──────── EXCERPTED TEXT
Each year, we select a different artist to design the SXSW Interactive Big Bag, the souvenir canvas tote filled with tech-related goodies and promotional materials. We were thrilled when writer-artist Dan Goldman took on the challenge for 2010. A frequent speaker on both digital comic processes and distribution, Goldman is the creator of the Eisner-nominated web-to-print comic Shooting War and a founding member of the celebrated webcomics collective ACT-I-VATE. His recent nonfiction graphic novel 08: A Graphic Diary of the Campaign Trail has been archived in the New York Historical Society's permanent collection. SXSW Interactive advisory board member Noah Kuttler (IBM) recently sat down with Dan for a discussion regarding his recent real-estate horror series Red Light Properties, technology, and the creative process.
What was the inspiration for your mesmerizing bag design?
────────────────
* **TRY IT**: From the passage on the SXSW Interactive Big Bag, write out word for word the portion that opens with the words "Each year, we" and closes with "mesmerizing bag design?".
──────── PROVIDED INFORMATION
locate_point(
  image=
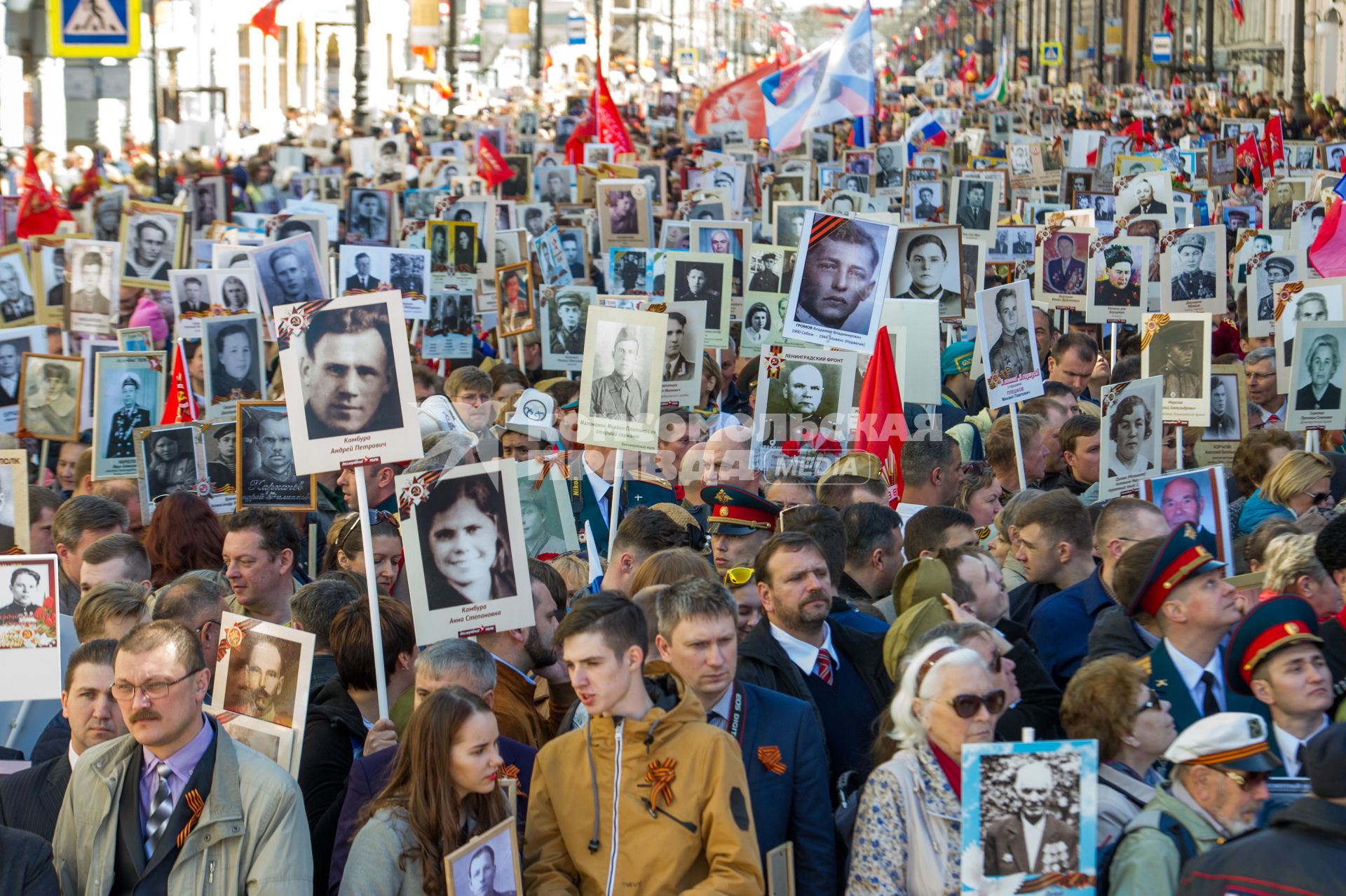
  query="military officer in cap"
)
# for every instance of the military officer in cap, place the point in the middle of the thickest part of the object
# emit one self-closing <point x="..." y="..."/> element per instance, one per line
<point x="127" y="420"/>
<point x="1185" y="592"/>
<point x="740" y="524"/>
<point x="1117" y="290"/>
<point x="1277" y="656"/>
<point x="570" y="338"/>
<point x="1192" y="282"/>
<point x="1214" y="792"/>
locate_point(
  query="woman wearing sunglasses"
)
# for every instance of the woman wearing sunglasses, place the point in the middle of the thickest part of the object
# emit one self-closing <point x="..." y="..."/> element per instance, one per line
<point x="908" y="836"/>
<point x="1110" y="701"/>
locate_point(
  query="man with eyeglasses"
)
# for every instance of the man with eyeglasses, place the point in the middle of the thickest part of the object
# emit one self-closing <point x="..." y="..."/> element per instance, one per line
<point x="1185" y="594"/>
<point x="1214" y="792"/>
<point x="177" y="805"/>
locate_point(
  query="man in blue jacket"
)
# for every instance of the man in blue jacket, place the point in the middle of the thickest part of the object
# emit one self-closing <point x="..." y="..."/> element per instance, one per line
<point x="782" y="746"/>
<point x="446" y="663"/>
────────────────
* **COMPLETED TASK**:
Each year, we select a different artist to design the SXSW Interactive Big Bag, the souvenir canvas tote filled with tech-related goodies and promotional materials. We were thrilled when writer-artist Dan Goldman took on the challenge for 2010. A frequent speaker on both digital comic processes and distribution, Goldman is the creator of the Eisner-nominated web-to-print comic Shooting War and a founding member of the celebrated webcomics collective ACT-I-VATE. His recent nonfiction graphic novel 08: A Graphic Diary of the Campaign Trail has been archived in the New York Historical Society's permanent collection. SXSW Interactive advisory board member Noah Kuttler (IBM) recently sat down with Dan for a discussion regarding his recent real-estate horror series Red Light Properties, technology, and the creative process.
What was the inspiration for your mesmerizing bag design?